The one person you should always avoid doing Bug Talks with is your spouse or significant other. For some reason, the fact that you're having a relationship with that person means there's a built-in problem. Of course, you've probably already seen this when you try to describe that bug and the person's eyes glaze over and he or she nearly passes out.

Step 6: Leverage Tools

I've never understood why some companies let their engineers spend weeks searching for a bug when spending a thousand dollars for error detection, performance, and code-coverage tools would help them find the current bug—and bugs they will encounter in the future—in minutes.

Several companies, such as Compuware and Rational, make excellent tools for both managed and native code. I always run my code through their tools before I tackle the heavy debugging step. Since native code bugs are always harder to find than managed code bugs, the tools are much more important. From Compuware NuMega you have BoundsChecker (an error detection tool), TrueTime (a performance tool), and TrueCoverage (a code-coverage tool). Rational makes Purify (error detection), Quantify (performance), and PureCoverage (code coverage). The point is that if you're not using a third-party tool to help you debug your products, you're spending more time debugging than you need to.

For those of you who are unfamiliar with these types of tools, let me explain what each of them does. An error detection tool looks for invalid memory accesses, invalid parameters to system APIs and COM interfaces, memory leaks, and resource leaks, among other things. A performance tool helps you track down where your application is slow; that spot is invariably somewhere other than where you think it is. A code-coverage tool shows you the source lines not executed when you run your program. Code-coverage information is helpful because if you're looking for a bug, you want to look for it only in lines that are executing.

Step 7: Start Heavy Debugging

I differentiate heavy debugging from the light debugging I mentioned in Step 4 by what you're doing in the debugger. When you're doing light debugging, you're just looking at a few states and a couple of variables. In contrast, when you're doing heavy debugging, you're spending a good deal of time exploring your program's operation. It is during the heavy debugging stage that you want to use the debugger's advanced features. Your goal is to let the debugger do as much of the heavy lifting as possible. Chapters 6 through 8 discuss the various debuggers' advanced features.
::::::::
■ THE TASKS:
1. Translate the following sentence from the debugging excerpt into Spanish: "A code-coverage tool shows you the source lines not executed when you run your program."
2. Reproduce the passage of the debugging excerpt between "Step 6: Leverage" and "the future—in minutes.", inclusive.
::::::::
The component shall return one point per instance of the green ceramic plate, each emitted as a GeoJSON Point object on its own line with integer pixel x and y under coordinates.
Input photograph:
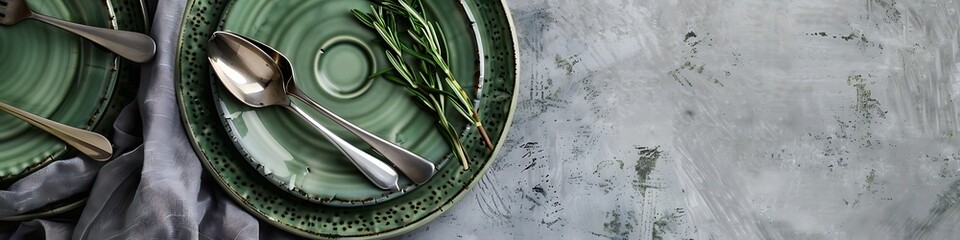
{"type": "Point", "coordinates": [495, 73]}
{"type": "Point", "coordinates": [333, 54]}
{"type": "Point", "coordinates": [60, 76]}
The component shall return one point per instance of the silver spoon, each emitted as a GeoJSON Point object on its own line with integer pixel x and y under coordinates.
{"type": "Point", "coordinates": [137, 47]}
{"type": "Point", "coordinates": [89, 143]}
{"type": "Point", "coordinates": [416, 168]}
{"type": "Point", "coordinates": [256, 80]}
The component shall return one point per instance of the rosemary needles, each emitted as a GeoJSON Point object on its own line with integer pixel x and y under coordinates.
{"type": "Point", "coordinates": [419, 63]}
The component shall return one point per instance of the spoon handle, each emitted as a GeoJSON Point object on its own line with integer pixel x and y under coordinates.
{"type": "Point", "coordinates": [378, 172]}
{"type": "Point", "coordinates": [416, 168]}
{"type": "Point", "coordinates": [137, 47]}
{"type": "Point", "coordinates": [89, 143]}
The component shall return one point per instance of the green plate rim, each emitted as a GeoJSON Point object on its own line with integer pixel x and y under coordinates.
::::::::
■ WORKED SOLUTIONS:
1. Una herramienta de cobertura de código le muestra las líneas de código fuente que no se ejecutan cuando usted ejecuta su programa.

2.
Step 6: Leverage Tools

I've never understood why some companies let their engineers spend weeks searching for a bug when spending a thousand dollars for error detection, performance, and code-coverage tools would help them find the current bug—and bugs they will encounter in the future—in minutes.